--- Extracted data Enclosed Below ---
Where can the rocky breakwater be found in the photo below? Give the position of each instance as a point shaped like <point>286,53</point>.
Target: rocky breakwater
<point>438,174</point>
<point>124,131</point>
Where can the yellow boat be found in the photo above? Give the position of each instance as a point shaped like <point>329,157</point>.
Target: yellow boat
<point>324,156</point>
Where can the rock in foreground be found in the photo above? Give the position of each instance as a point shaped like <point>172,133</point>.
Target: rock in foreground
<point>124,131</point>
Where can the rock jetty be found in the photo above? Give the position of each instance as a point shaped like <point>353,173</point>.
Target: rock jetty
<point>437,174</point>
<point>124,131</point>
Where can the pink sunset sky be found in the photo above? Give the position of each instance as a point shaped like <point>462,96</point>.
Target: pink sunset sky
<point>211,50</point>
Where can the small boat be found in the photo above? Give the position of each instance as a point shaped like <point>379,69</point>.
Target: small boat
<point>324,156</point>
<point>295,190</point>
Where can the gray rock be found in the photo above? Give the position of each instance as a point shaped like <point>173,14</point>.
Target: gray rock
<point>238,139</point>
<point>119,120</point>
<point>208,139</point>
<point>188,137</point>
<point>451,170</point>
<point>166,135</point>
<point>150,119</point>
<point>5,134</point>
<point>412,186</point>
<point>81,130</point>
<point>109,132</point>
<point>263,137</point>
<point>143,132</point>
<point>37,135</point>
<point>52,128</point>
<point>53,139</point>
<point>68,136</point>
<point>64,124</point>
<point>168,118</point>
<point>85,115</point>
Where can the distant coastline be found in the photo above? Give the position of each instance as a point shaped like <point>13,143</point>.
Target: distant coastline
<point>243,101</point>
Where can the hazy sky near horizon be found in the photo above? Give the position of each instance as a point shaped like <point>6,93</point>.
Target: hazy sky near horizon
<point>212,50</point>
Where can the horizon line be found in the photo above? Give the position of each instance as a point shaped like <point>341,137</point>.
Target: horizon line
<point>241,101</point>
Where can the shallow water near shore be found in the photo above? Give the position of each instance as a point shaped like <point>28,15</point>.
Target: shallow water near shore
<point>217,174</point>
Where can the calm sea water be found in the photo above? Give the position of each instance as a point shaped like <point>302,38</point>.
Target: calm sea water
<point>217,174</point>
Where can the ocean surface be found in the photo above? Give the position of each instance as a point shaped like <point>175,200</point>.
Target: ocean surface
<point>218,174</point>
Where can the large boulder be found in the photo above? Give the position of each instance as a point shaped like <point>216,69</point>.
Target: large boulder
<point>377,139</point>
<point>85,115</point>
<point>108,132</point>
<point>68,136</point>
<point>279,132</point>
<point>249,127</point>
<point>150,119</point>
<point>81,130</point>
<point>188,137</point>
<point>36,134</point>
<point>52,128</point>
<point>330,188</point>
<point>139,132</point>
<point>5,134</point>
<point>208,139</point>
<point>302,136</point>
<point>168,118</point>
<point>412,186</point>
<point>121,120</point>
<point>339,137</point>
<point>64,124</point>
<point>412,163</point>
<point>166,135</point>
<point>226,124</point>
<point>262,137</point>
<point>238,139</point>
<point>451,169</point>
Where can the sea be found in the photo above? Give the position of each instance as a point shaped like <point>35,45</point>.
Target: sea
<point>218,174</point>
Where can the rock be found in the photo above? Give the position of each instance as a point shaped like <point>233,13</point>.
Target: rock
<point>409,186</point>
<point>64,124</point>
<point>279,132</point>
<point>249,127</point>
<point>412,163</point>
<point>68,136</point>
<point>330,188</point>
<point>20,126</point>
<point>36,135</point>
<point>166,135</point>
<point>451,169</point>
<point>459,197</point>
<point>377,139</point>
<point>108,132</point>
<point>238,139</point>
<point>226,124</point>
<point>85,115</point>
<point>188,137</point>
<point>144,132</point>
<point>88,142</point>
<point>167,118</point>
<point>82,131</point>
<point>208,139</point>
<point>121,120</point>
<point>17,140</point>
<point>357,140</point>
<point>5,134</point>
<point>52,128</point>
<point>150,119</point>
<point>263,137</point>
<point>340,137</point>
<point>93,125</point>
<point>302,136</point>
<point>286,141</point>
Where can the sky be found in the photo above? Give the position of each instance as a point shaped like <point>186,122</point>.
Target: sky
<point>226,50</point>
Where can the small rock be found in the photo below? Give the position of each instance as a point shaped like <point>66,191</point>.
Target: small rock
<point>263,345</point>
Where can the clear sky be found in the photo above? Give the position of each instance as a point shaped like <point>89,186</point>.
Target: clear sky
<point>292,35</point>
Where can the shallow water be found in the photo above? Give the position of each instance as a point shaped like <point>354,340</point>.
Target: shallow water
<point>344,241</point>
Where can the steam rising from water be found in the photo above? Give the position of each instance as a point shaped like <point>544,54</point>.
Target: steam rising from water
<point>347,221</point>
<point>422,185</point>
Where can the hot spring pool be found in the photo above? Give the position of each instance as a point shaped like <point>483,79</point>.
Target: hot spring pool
--- End of Enclosed Extracted data ---
Work request: Retype the records above in full, with no differences.

Solution to this exercise:
Where can the rocky breakwater be found in the photo below? Give the position of each instance as a point shaped like <point>286,53</point>.
Target: rocky breakwater
<point>438,174</point>
<point>124,131</point>
Where can the yellow boat be found in the photo above? Give the position of each instance as a point shaped like <point>329,157</point>.
Target: yellow boat
<point>324,156</point>
Where can the rock in foreground be found in the photo above? Give the position of each instance as a point shaped like <point>172,133</point>.
Target: rock in foreground
<point>124,131</point>
Where can the rock jetty be found in the photo above? Give the position of each instance as a point shaped like <point>353,173</point>.
Target: rock jetty
<point>437,174</point>
<point>124,131</point>
Where can the pink sunset sky be found in the photo above? Give the position of each instance as a point shaped like <point>462,96</point>.
Target: pink sunset sky
<point>211,50</point>
Where can the small boat be found in the photo above? Give the position of each instance as a point shaped like <point>379,69</point>.
Target: small boat
<point>324,156</point>
<point>295,190</point>
Where can the gray rock be found in the photo above? Give the position of each instance as a point shaped like <point>173,14</point>.
Target: gray rock
<point>238,139</point>
<point>119,120</point>
<point>208,139</point>
<point>188,137</point>
<point>451,170</point>
<point>166,135</point>
<point>150,119</point>
<point>5,134</point>
<point>412,186</point>
<point>81,130</point>
<point>109,132</point>
<point>263,137</point>
<point>143,132</point>
<point>37,135</point>
<point>52,128</point>
<point>53,139</point>
<point>68,136</point>
<point>64,124</point>
<point>168,118</point>
<point>85,115</point>
Where can the distant coastline be found in the photo above? Give the position of each instance as a point shaped like <point>13,143</point>.
Target: distant coastline
<point>243,101</point>
Where can the hazy sky near horizon be found in the photo above? Give the position of each instance as a point shaped like <point>6,93</point>.
Target: hazy sky near horizon
<point>212,50</point>
Where can the horizon line be found in the photo above? Give the position of each instance as a point shaped like <point>341,137</point>.
Target: horizon line
<point>241,101</point>
Where can the shallow water near shore be found in the photo above? Give the position of each instance as a point shaped like <point>28,15</point>.
Target: shallow water near shore
<point>217,174</point>
Where can the calm sea water be found in the photo above? Give the position of each instance as a point shaped like <point>302,38</point>.
Target: calm sea water
<point>217,174</point>
Where can the ocean surface be found in the photo above? Give the position of each instance as a point shaped like <point>175,200</point>.
Target: ocean surface
<point>218,174</point>
Where can the large boulder be found in the photo above? Give the position of each instance as a point shaped like <point>216,69</point>.
Target: large boulder
<point>377,139</point>
<point>85,115</point>
<point>108,132</point>
<point>68,136</point>
<point>279,132</point>
<point>249,127</point>
<point>150,119</point>
<point>81,130</point>
<point>188,137</point>
<point>36,134</point>
<point>52,128</point>
<point>330,188</point>
<point>139,132</point>
<point>5,134</point>
<point>208,139</point>
<point>302,136</point>
<point>168,118</point>
<point>412,186</point>
<point>121,120</point>
<point>339,137</point>
<point>64,124</point>
<point>412,163</point>
<point>166,135</point>
<point>226,124</point>
<point>262,137</point>
<point>238,139</point>
<point>451,169</point>
Where can the sea be found in the photo above? Give the position of each instance as a point shaped like <point>35,45</point>.
Target: sea
<point>218,174</point>
Where can the rock be found in the photo above? Give the position of each instance as a point shaped like <point>233,13</point>.
Target: rock
<point>409,186</point>
<point>64,124</point>
<point>279,132</point>
<point>249,127</point>
<point>412,163</point>
<point>68,136</point>
<point>330,188</point>
<point>20,126</point>
<point>36,135</point>
<point>166,135</point>
<point>451,169</point>
<point>459,197</point>
<point>377,139</point>
<point>108,132</point>
<point>238,139</point>
<point>226,124</point>
<point>85,115</point>
<point>188,137</point>
<point>144,132</point>
<point>88,142</point>
<point>167,118</point>
<point>82,131</point>
<point>208,139</point>
<point>121,120</point>
<point>17,140</point>
<point>357,140</point>
<point>5,134</point>
<point>52,128</point>
<point>150,119</point>
<point>263,137</point>
<point>340,137</point>
<point>93,125</point>
<point>302,136</point>
<point>286,141</point>
Where can the sky be found in the photo above? Give the position of each instance as a point shaped like <point>186,122</point>.
Target: sky
<point>226,50</point>
Where can the small rock be found in the photo below? Give the position of each instance as a point shaped like <point>66,191</point>.
Target: small rock
<point>263,345</point>
Where can the clear sky be found in the photo above? Give the position of each instance as a point shaped like <point>89,186</point>.
Target: clear sky
<point>292,35</point>
Where can the shallow water be found in the photo above? Give the position of each instance as a point shaped like <point>354,340</point>.
Target: shallow water
<point>344,241</point>
Where can the steam rising from water be found in the photo above? Give the position of each instance as a point shaped like <point>544,54</point>.
Target: steam rising from water
<point>347,221</point>
<point>422,185</point>
Where can the hot spring pool be found in the photo above? Give the position of each instance as a point shaped like <point>483,79</point>.
Target: hot spring pool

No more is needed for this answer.